What is required =
Out of the data below, copy every line with the string "plant".

Data for this task =
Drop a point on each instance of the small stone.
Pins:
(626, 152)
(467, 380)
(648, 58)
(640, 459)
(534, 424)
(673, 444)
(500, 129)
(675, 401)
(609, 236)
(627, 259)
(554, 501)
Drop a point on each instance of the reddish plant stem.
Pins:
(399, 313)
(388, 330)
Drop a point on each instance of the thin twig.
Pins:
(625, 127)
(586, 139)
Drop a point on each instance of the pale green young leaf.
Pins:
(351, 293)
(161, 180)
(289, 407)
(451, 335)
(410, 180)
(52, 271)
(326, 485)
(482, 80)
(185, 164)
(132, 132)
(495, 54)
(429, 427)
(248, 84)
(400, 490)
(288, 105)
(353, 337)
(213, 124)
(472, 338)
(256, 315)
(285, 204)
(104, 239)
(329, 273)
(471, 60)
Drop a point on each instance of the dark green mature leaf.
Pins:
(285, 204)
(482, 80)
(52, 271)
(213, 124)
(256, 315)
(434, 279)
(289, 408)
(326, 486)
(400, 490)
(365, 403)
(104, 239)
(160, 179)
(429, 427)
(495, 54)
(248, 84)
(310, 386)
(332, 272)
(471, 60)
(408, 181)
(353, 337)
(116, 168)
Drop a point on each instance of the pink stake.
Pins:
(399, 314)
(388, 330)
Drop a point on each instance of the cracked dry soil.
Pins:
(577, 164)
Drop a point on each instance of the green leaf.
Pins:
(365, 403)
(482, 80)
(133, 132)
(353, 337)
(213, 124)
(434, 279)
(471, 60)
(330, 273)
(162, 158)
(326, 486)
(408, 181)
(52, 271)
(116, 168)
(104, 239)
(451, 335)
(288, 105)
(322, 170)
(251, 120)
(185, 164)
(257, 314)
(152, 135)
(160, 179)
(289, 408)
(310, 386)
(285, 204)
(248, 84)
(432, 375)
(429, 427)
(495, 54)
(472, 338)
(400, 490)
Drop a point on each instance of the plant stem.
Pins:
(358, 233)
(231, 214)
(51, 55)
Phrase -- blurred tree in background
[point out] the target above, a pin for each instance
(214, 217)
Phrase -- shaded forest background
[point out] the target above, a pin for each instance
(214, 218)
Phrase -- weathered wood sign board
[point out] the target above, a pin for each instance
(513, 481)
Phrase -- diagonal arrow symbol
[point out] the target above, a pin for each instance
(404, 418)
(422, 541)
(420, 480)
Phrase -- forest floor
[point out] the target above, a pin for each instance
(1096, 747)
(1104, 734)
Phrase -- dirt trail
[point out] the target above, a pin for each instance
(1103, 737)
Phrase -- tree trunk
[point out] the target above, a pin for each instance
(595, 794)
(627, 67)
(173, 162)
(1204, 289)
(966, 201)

Solution to the problem =
Drop a point on each instance of the reddish plant stem.
Drop a point on each instance of the plant stem.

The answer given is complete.